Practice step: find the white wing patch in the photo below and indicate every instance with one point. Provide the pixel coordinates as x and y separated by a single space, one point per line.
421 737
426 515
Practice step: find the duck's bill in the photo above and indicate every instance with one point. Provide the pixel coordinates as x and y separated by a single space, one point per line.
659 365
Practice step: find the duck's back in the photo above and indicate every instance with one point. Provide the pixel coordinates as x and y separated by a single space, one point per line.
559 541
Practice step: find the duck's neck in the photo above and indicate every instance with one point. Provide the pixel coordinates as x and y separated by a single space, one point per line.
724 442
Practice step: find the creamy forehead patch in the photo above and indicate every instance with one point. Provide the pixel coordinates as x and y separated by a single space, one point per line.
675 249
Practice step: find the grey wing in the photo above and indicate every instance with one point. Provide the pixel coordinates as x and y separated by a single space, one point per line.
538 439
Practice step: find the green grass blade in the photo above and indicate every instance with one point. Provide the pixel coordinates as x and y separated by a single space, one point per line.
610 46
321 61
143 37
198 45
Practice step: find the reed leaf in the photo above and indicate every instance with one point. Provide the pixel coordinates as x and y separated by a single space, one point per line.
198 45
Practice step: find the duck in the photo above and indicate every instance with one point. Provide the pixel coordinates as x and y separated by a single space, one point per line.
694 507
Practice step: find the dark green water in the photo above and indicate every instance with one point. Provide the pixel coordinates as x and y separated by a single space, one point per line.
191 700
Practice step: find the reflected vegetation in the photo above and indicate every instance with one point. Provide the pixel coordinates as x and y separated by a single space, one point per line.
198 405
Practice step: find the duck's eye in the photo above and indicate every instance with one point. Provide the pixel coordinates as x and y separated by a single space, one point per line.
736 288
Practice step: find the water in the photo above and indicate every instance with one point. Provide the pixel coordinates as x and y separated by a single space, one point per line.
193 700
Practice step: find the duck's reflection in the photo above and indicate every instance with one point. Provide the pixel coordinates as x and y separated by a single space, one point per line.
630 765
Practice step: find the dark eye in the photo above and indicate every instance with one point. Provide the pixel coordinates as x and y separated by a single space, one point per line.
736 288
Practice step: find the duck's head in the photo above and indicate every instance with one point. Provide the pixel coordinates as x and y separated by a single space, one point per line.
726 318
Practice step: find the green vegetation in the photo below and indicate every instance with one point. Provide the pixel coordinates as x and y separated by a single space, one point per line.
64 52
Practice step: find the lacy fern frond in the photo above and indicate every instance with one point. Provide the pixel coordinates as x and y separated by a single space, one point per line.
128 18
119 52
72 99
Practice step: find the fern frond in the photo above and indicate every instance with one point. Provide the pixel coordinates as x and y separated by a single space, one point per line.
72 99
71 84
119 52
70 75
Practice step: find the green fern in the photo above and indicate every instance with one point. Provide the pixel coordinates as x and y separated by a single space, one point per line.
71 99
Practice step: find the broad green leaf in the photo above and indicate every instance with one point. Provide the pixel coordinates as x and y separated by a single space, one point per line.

* * *

= What you will do =
All records above are to be output again exactly as they stand.

= Response =
Practice step: find the white wing patch in the photo below and indicate every instance with one point. Provide the pixel coordinates as x and y separated by a single space, one point per line.
421 737
426 515
Practice step: find the duck's bill in the photo above and indicate every instance with one point. Provide the pixel coordinates as x and y separated by a single space, one point per line.
659 365
Practice step: find the duck's back in the photo above and indicate every instance with one point. Provide the pixel coordinates as x and y separated by a single space, one point per line.
559 541
Practice step: find the duck's neck in the photo above and indicate every instance with one point. Provide the pixel coordinates as x and y separated by a single space, one point per line.
724 442
Practice step: find the creamy forehead patch in the photo above and indicate every instance with one point. Provide the pixel coordinates as x and y separated by a single space, one point per line.
675 249
Practice step: find the grey wing in the photo above and indicate every instance with one point. Provide the pixel coordinates as x and y separated by a single space, one point per line.
538 439
Practice step: find the green grass blade in the photo above and indicate every instance with one point. Provide the pixel coordinates as x and y separated by a single space, one point per line.
610 46
321 61
143 37
198 45
Practice step: find the reed leaf in the photo above and indicate every instance with one point. Provide the pixel coordinates as x and y separated by a single space, one point per line.
198 45
Practice step: find the duck in the photo above and indicate every instance with one point. Provide the pixel coordinates as x and y separated by a single space, one point per line.
694 507
Practice step: find the dark green water in the photo above and indicate every instance with one point. Provide the pixel coordinates as x and y separated by a single space, one point per line.
191 700
Practice step: find the reflected vegetation in the photo above and indicate every instance with one point. Provide the pixel coordinates as x and y separated by a single space, one point per line.
198 405
Practice step: find the duck's eye in the photo above and indicate every instance with one point. Provide the pixel coordinates as x and y separated by a single space, one point per line.
736 288
Practice step: find the water in the photo above and indicate every instance with one point. Provide the pixel coordinates as x and y separated by a single space, one point per line.
193 700
Practice step: find the duck's reflection in the photo above and indicate every instance with one point. Provide the pixel coordinates as x and y separated by a single space, one point per line.
630 765
Practice step: find the dark eye in the photo above and indicate every instance with one point. Provide the pixel coordinates as x and y separated by a single space, one point per line.
736 288
Practice step: find the duck's head in the photo above and indicate every instance with one point. Provide the pixel coordinates as x and y separated by a single space, one point per line.
726 318
Practice step: find the green vegetation in the photo below and indicate every instance with one point. Provide the pixel coordinates as x and y separated by a single space, one point per line.
64 52
Practice step: find the lacy fern frond in the photo above and indicate every instance with one point. Provide the pixel coordinates as x and y separated by a single space, one point per line.
128 18
119 52
72 99
Practice step: find the fern frond in the photo above and indicate every instance with one point. Provide the pixel coordinates as x and y separated by a single space, one point per line.
72 99
71 84
119 52
70 75
Practice step: find the green fern in the photo above and indicate every instance with one point. Provide the pixel coordinates as x and y separated by a single space, one point per line.
71 99
Practice step: find the broad green leaf in the photo above and indicate every instance with one point. Provide the pixel coordinates as x and y separated by a single space, one point per line.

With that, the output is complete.